REQUIRED WORK:
From the first line to the last, please write out the data exactly.

-- INFORMATION follows --

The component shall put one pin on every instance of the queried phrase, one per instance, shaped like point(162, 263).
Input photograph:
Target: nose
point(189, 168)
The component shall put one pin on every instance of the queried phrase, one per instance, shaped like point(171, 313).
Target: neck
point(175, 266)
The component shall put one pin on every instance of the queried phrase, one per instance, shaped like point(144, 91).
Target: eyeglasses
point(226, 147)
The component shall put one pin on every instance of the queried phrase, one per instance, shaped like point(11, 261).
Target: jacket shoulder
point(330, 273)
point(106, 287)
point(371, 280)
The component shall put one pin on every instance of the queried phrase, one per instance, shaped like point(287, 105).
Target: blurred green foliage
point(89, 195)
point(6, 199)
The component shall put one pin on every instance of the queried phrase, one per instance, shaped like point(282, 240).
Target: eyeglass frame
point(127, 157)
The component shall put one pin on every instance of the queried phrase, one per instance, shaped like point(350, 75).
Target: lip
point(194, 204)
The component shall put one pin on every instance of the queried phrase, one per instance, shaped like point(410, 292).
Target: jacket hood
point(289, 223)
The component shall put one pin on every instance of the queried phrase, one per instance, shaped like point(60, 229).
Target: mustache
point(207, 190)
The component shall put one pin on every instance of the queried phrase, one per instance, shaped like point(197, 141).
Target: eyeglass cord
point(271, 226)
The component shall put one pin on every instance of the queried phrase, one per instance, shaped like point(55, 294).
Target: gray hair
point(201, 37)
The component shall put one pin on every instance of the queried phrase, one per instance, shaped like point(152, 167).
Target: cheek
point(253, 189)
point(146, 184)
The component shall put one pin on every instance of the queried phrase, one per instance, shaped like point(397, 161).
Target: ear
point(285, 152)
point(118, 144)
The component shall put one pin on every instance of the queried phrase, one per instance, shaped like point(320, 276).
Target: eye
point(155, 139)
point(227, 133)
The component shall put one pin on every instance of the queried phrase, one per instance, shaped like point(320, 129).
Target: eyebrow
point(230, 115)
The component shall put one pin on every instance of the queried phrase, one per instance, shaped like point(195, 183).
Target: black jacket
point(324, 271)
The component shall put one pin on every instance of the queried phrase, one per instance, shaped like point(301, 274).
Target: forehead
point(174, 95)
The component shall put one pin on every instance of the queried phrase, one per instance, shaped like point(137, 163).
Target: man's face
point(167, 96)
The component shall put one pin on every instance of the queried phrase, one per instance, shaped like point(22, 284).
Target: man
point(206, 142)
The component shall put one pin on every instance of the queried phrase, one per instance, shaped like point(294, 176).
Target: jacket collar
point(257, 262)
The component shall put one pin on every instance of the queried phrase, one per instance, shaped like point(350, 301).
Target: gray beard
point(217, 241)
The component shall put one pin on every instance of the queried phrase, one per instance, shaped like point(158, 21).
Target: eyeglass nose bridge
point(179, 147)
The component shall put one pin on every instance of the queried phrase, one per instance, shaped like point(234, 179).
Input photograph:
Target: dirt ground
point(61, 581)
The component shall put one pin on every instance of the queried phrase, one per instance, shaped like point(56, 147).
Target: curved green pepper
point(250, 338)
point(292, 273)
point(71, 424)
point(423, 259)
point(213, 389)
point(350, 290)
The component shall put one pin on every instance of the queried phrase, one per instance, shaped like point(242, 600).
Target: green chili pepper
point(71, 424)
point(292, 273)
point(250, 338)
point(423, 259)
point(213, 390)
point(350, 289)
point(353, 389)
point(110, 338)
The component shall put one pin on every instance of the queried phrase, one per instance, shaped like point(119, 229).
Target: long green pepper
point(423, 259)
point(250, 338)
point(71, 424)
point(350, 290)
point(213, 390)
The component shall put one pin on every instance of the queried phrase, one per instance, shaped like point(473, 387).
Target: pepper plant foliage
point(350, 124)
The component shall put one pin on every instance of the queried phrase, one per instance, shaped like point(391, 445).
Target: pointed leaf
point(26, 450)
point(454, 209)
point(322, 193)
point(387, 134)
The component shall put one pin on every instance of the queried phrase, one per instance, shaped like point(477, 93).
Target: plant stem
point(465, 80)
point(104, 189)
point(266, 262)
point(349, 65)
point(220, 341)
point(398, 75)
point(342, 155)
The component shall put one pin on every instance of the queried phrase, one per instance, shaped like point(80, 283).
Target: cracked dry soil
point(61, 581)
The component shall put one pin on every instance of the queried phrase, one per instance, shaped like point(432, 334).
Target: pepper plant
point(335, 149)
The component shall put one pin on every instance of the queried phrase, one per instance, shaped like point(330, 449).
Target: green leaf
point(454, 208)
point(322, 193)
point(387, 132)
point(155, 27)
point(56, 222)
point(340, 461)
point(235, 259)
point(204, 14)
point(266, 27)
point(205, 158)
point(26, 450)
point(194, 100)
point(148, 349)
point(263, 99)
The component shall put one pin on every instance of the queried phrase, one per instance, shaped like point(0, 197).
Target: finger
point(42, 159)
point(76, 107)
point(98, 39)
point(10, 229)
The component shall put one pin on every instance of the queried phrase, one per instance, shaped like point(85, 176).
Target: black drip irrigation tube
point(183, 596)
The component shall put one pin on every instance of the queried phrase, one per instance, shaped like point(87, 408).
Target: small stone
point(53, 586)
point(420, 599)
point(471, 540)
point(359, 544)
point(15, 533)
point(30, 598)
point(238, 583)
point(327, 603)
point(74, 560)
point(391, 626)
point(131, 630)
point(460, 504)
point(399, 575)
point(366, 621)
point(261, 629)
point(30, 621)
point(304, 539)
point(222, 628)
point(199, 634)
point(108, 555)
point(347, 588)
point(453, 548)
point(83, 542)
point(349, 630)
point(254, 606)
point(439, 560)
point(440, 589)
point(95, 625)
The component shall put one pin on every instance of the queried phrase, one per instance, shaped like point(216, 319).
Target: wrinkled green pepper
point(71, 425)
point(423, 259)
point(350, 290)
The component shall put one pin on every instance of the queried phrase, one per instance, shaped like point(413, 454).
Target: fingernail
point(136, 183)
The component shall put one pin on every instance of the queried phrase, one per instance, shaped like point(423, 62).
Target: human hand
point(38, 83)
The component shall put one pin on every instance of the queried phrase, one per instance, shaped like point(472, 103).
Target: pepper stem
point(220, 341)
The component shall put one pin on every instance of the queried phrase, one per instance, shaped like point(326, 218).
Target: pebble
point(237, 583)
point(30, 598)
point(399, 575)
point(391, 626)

-- INFORMATION concluded --

SOLUTION TO THIS EXERCISE:
The component shall put one pin on every instance of the queried phrase, one per instance, shaped like point(162, 263).
Input photograph:
Target: nose
point(189, 168)
The component shall put one pin on every instance of the queried phrase, one per instance, shaped like point(171, 313).
Target: neck
point(175, 266)
The component shall put one pin on every instance of the queried phrase, one per instance, shaped like point(144, 91).
Target: eyeglasses
point(226, 147)
The component shall put one pin on every instance of the queried phrase, one per instance, shaped like point(11, 261).
Target: jacket shoulder
point(330, 273)
point(106, 287)
point(371, 280)
The component shall put one pin on every instance of the queried phrase, one per instance, shaped like point(287, 105).
Target: blurred green foliage
point(89, 195)
point(6, 199)
The component shall put one pin on every instance of the queried phrase, one per instance, shaped like point(282, 240).
Target: eyeglass frame
point(127, 157)
The component shall put one pin on every instance of the queried phrase, one per instance, shaped like point(350, 75).
Target: lip
point(194, 204)
The component shall put one pin on every instance of the queried phrase, one per instance, shaped like point(410, 292).
Target: jacket hood
point(289, 223)
The component shall put one pin on every instance of the queried phrase, one per instance, shaped like point(60, 229).
Target: mustache
point(207, 190)
The component shall put one pin on every instance of the queried phrase, one per instance, shaped like point(197, 141).
Target: eyeglass cord
point(271, 226)
The component shall put one pin on every instance of the queried phrase, one per instance, shaped like point(55, 294).
Target: gray hair
point(201, 37)
The component shall put one pin on every instance of the queried phrase, one per instance, shaped like point(152, 167).
Target: cheek
point(253, 189)
point(146, 184)
The component shall put one pin on every instance of the queried phrase, one per instance, shaped like point(397, 161).
Target: ear
point(285, 152)
point(118, 144)
The component shall put one pin on every instance of the queried phrase, one per instance, shaped like point(320, 276).
Target: eye
point(155, 139)
point(227, 133)
The component shall put one pin on every instance of the queried phrase, one per instance, shaped like point(320, 129).
Target: eyebrow
point(230, 115)
The component shall put one pin on every instance of the queried phrase, one per instance, shaped like point(195, 183).
Target: black jacket
point(324, 271)
The component shall put one pin on every instance of the queried phrase, one per instance, shaped like point(301, 274).
Target: forehead
point(174, 95)
The component shall put one pin on every instance of the queried phrase, one per instance, shaped like point(137, 163).
Target: man's face
point(167, 96)
The component shall put one pin on every instance of the queried phrase, one per instance, shaped like point(22, 284).
Target: man
point(206, 142)
The component shall put one pin on every instance of the queried phrase, one per instance, shaped like point(294, 176).
Target: jacket collar
point(257, 262)
The component shall put one pin on every instance of the queried phrase, one per instance, shaped like point(350, 301).
Target: gray beard
point(217, 241)
The component shall put one pin on every instance of the queried phrase, one per instance, shaped like point(158, 21).
Target: eyeglass nose bridge
point(179, 147)
The component shall put one pin on every instance of the queried phrase, one per instance, shaped like point(234, 179).
Input photograph:
Target: dirt ground
point(61, 581)
The component shall put one pin on every instance of the queried phrase, one per instance, shaped like point(56, 147).
Target: curved green pepper
point(250, 338)
point(292, 273)
point(71, 424)
point(423, 259)
point(213, 389)
point(350, 290)
The component shall put one pin on every instance of the queried phrase, one per instance, shaped like point(242, 600).
Target: green chili pepper
point(71, 424)
point(292, 273)
point(250, 338)
point(423, 259)
point(213, 390)
point(350, 289)
point(353, 389)
point(110, 338)
The component shall put one pin on every instance of the queried phrase, one per instance, shaped like point(119, 229).
Target: long green pepper
point(423, 259)
point(250, 338)
point(71, 424)
point(350, 290)
point(213, 390)
The component shall put one pin on every instance of the queried phrase, one per instance, shaped like point(473, 387).
Target: pepper plant foliage
point(350, 124)
The component shall put one pin on every instance of the queried phrase, one per instance, shaped like point(391, 445).
Target: pointed leaf
point(26, 450)
point(454, 209)
point(322, 193)
point(387, 134)
The component shall put one pin on every instance of the queried phrase, one per instance, shaped like point(477, 93).
Target: plant stem
point(465, 80)
point(104, 189)
point(266, 262)
point(349, 65)
point(220, 341)
point(398, 75)
point(342, 155)
The component shall put one pin on every instance of the queried phrase, one per instance, shaped like point(80, 283).
Target: cracked dry soil
point(61, 581)
The component shall put one pin on every instance of the queried phrase, one per instance, shaped like point(432, 334).
Target: pepper plant
point(335, 149)
The component shall put one pin on every instance of the queried phrase, one per instance, shaped like point(330, 449).
Target: green leaf
point(454, 208)
point(322, 193)
point(387, 132)
point(155, 27)
point(56, 222)
point(340, 461)
point(235, 259)
point(204, 14)
point(266, 27)
point(205, 158)
point(26, 450)
point(194, 100)
point(148, 349)
point(263, 99)
The component shall put one pin on every instance of the queried phrase, one per instance, shaped like point(0, 197).
Target: finger
point(42, 159)
point(76, 107)
point(98, 39)
point(10, 229)
The component shall put one pin on every instance of the queried phrase, one per instance, shaped like point(85, 176).
Target: black drip irrigation tube
point(183, 596)
The component shall put one pin on every instance of the queried phrase, one per instance, shaped like point(87, 408).
Target: small stone
point(53, 586)
point(420, 599)
point(471, 540)
point(359, 544)
point(15, 533)
point(30, 598)
point(238, 583)
point(327, 603)
point(74, 560)
point(391, 626)
point(131, 630)
point(460, 504)
point(399, 575)
point(366, 621)
point(261, 629)
point(30, 621)
point(304, 539)
point(222, 628)
point(199, 634)
point(108, 555)
point(347, 588)
point(453, 548)
point(83, 542)
point(349, 630)
point(254, 606)
point(439, 560)
point(440, 589)
point(95, 625)
The component shall put one pin on every instance of the queried phrase, one per instance, shaped like point(216, 319).
Target: wrinkled green pepper
point(71, 425)
point(423, 259)
point(350, 290)
The component shall put one pin on every instance of the queried phrase, one per instance, shaped like point(413, 454).
Target: fingernail
point(136, 183)
The component shall put one pin on every instance of the queried phrase, one per instance, shaped like point(423, 62).
Target: human hand
point(38, 83)
The component shall put one pin on every instance of the queried phrase, one per instance, shaped like point(472, 103).
Target: pepper stem
point(220, 341)
The component shall put one pin on every instance of the queried phrase, one per instance, shaped like point(326, 218).
Target: pebble
point(237, 583)
point(30, 598)
point(399, 575)
point(391, 626)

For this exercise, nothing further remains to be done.